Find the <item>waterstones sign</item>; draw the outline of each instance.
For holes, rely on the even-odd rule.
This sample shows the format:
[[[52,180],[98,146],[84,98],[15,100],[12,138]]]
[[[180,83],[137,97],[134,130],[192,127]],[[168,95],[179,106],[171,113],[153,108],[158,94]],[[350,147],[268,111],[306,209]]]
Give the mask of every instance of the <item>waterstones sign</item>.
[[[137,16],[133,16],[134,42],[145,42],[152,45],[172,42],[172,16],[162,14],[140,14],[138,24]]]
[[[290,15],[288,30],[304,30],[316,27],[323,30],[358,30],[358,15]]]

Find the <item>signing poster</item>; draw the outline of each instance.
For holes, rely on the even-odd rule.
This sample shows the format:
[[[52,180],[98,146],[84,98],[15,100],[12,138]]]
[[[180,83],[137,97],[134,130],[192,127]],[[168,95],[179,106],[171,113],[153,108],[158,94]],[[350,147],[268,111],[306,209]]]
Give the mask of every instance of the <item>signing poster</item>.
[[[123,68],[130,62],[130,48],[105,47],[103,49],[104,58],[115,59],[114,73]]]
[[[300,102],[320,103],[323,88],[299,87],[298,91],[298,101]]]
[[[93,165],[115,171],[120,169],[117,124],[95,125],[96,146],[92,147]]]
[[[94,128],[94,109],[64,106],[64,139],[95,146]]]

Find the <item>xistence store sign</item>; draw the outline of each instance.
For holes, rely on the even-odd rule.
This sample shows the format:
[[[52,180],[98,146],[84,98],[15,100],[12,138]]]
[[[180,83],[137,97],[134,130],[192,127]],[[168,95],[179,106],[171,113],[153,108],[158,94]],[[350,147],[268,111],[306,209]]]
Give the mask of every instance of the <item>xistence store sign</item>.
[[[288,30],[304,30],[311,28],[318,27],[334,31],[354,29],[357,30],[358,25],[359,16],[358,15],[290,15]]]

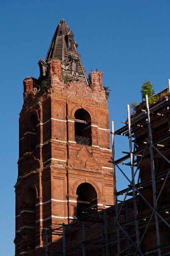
....
Task objective: Write out the lines again, starting with the line with "Find the <item>signing" and going on through the line with "Give the mask of every instance of the <item>signing". Swap "poster" for "banner" and leave everything else as it is.

Output:
Find the <item>signing banner</item>; draw the outline of each instance.
For holes, rely on the even-odd rule.
This sample shows the format:
[[[52,180],[98,146],[84,98],[15,100],[12,138]]]
[[[180,83],[137,97],[134,130],[192,127]],[[168,95],[179,106],[171,113],[153,108],[158,94]],[[350,147],[268,111],[306,209]]]
Give the mask of every instance of the <item>signing banner</item>.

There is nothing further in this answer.